# [Compito richiesto]
Trascriva di nuovo le righe cominciando da quella che contiene "UI grounding query — identify the galloping" e fermandosi dopo quella che contiene "[0,222,640,480]", sostituendo "dirt ground" con "muddy ground" e lasciando invariato tutto il resto.

== == ==

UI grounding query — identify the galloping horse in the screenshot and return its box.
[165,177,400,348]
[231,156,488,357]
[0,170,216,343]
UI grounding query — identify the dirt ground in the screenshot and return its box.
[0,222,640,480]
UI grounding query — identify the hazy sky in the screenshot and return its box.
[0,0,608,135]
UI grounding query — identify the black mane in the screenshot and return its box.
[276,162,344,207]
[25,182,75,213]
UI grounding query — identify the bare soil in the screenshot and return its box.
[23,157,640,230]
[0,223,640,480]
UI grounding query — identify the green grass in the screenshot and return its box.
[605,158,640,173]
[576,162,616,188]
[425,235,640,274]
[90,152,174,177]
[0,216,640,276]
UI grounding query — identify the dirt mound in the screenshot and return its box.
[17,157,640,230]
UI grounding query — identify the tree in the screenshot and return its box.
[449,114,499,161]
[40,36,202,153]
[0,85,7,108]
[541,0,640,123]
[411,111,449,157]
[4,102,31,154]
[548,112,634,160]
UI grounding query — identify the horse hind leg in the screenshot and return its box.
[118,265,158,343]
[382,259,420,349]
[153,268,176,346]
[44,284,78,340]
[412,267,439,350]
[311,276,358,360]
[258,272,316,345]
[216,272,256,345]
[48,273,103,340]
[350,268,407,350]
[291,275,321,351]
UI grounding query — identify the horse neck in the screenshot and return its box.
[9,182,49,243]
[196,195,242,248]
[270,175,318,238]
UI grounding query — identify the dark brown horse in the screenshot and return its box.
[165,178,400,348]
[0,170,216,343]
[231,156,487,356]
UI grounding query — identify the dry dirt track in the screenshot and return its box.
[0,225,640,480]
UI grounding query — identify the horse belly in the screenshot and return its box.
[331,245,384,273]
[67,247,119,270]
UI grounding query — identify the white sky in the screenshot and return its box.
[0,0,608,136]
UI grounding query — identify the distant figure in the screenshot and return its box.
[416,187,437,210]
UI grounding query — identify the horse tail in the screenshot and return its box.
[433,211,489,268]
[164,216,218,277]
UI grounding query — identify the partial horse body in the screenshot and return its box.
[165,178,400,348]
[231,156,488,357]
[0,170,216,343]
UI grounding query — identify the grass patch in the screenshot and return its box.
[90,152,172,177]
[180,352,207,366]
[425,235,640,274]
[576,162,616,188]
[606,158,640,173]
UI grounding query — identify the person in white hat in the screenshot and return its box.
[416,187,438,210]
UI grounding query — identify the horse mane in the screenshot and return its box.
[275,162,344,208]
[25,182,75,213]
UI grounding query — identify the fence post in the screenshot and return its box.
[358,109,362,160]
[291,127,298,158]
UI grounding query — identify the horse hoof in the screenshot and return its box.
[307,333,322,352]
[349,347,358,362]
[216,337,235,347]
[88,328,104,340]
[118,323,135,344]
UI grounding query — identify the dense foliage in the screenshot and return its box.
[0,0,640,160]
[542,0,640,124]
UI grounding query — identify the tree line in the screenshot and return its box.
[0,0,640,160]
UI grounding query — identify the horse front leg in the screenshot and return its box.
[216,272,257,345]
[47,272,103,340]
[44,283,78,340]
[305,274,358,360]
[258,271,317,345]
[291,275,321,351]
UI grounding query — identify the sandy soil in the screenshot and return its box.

== == ==

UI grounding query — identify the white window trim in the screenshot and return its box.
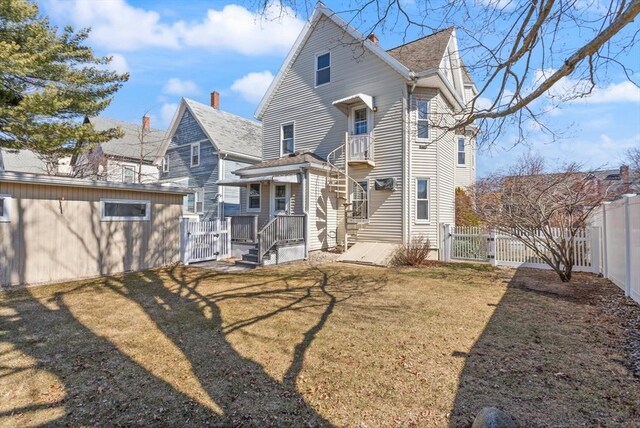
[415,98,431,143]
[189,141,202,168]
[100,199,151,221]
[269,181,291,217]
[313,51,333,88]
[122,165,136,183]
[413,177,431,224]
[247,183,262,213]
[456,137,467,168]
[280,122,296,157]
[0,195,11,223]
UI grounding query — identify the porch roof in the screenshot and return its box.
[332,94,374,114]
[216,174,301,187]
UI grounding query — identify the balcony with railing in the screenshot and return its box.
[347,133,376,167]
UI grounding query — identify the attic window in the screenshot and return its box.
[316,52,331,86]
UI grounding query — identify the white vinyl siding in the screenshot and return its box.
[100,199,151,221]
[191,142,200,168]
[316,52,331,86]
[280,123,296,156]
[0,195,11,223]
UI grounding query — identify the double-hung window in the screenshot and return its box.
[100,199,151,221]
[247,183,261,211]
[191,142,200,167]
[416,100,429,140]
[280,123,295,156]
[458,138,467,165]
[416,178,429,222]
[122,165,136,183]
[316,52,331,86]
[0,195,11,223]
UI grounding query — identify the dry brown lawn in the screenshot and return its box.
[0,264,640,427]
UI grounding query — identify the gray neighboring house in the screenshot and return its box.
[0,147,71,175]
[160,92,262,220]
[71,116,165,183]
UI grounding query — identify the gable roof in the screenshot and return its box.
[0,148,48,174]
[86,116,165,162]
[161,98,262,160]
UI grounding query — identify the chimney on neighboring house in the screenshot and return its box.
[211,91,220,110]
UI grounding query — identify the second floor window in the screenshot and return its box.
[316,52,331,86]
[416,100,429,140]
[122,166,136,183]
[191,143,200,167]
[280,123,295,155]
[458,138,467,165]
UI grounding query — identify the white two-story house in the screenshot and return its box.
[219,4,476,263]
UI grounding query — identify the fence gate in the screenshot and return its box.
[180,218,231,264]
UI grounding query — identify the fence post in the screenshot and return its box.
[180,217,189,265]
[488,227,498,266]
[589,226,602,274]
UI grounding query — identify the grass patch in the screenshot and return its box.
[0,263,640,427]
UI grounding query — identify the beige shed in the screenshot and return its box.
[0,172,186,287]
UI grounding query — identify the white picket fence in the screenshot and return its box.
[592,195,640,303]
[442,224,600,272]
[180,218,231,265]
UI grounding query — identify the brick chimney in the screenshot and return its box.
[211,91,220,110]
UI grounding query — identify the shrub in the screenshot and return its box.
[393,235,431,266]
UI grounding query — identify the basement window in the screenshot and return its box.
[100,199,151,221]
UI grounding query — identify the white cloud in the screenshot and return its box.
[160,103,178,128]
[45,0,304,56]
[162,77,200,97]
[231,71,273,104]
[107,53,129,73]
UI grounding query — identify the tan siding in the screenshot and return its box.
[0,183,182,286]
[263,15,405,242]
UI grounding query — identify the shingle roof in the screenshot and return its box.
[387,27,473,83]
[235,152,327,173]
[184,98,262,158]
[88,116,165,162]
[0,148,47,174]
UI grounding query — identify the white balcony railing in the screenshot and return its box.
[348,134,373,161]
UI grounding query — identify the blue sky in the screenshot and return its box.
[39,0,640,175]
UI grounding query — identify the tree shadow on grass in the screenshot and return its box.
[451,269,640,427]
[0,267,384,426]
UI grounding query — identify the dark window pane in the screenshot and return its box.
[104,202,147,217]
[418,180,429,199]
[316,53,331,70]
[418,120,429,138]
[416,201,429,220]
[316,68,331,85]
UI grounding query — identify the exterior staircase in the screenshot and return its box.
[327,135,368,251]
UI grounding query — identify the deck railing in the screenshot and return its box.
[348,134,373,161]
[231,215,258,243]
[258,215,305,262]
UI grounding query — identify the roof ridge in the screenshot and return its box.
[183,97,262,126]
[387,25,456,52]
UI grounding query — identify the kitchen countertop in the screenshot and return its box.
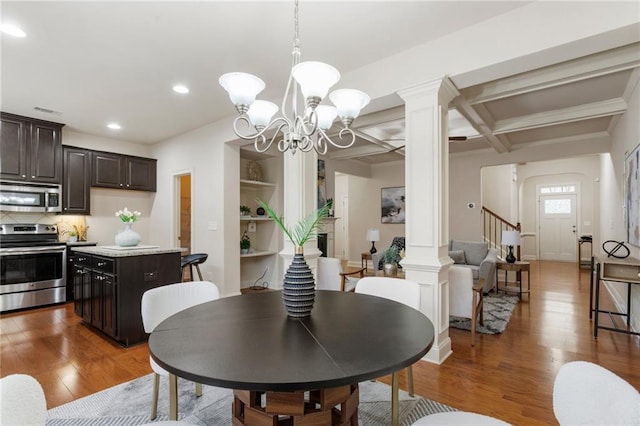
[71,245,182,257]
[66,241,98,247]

== == ==

# [Risposta al compito]
UI grounding query — identify the galloping horse in the screenshot and return its box.
[165,177,400,348]
[231,156,488,357]
[0,170,216,343]
UI grounding query — identify the muddy ground in the screenshot and return its box.
[0,222,640,480]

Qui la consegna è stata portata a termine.